Exercise aim:
From the records below, reproduce word for word the lines starting with the line that contains "of the throw" and going on through the line that contains "[[391, 224]]", including both of those lines.

· · · · · · ·

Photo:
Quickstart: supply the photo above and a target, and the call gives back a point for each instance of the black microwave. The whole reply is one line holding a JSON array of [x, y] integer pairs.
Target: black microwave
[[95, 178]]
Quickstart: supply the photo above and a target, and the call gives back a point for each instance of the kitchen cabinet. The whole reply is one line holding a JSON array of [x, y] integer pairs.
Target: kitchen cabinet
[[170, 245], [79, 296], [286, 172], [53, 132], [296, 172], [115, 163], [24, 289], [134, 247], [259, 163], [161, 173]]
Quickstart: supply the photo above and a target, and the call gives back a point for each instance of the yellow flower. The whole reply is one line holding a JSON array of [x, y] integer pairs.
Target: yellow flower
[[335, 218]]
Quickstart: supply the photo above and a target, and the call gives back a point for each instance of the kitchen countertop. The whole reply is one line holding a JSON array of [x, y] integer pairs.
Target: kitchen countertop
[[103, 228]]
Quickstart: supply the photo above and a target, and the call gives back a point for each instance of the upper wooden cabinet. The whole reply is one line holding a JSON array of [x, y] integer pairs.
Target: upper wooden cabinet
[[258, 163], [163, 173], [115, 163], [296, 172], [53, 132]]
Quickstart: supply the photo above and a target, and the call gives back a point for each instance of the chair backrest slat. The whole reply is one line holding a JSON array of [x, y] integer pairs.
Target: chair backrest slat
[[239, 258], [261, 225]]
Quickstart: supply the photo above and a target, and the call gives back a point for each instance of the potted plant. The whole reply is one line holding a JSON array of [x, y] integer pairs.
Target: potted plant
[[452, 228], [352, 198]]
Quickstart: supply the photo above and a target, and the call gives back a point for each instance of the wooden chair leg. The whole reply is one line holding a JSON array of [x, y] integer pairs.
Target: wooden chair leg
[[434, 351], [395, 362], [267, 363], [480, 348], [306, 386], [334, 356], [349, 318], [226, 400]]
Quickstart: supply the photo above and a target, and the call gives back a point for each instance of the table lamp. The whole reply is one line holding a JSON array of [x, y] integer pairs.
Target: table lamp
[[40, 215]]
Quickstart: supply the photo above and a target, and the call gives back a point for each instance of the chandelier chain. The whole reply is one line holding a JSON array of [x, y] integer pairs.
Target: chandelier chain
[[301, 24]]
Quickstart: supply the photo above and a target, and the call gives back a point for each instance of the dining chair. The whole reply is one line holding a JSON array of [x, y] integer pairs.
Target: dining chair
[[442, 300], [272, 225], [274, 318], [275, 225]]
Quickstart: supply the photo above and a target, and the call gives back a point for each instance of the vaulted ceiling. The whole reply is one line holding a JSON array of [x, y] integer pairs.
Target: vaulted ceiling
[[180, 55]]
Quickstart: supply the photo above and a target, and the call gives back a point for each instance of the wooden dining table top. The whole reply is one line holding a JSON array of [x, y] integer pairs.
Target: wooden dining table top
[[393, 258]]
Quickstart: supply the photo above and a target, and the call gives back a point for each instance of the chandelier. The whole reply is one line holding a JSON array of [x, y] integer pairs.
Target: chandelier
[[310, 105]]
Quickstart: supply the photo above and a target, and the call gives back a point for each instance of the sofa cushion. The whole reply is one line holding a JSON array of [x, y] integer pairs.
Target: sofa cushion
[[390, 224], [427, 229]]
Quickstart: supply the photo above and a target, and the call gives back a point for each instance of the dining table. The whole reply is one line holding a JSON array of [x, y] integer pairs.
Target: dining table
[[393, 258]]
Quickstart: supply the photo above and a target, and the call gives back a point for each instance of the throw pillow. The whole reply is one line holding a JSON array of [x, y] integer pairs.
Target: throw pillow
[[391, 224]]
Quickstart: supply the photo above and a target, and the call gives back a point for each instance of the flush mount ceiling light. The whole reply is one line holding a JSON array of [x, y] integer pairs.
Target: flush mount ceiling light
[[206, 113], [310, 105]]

· · · · · · ·

Expected output:
Quickstart: supply the photo above and a target, and the call gives back a point for each instance of the throw pillow. The whole reply is one line holding a JSON array of [x, y] integer pairs.
Target: throw pillow
[[391, 224]]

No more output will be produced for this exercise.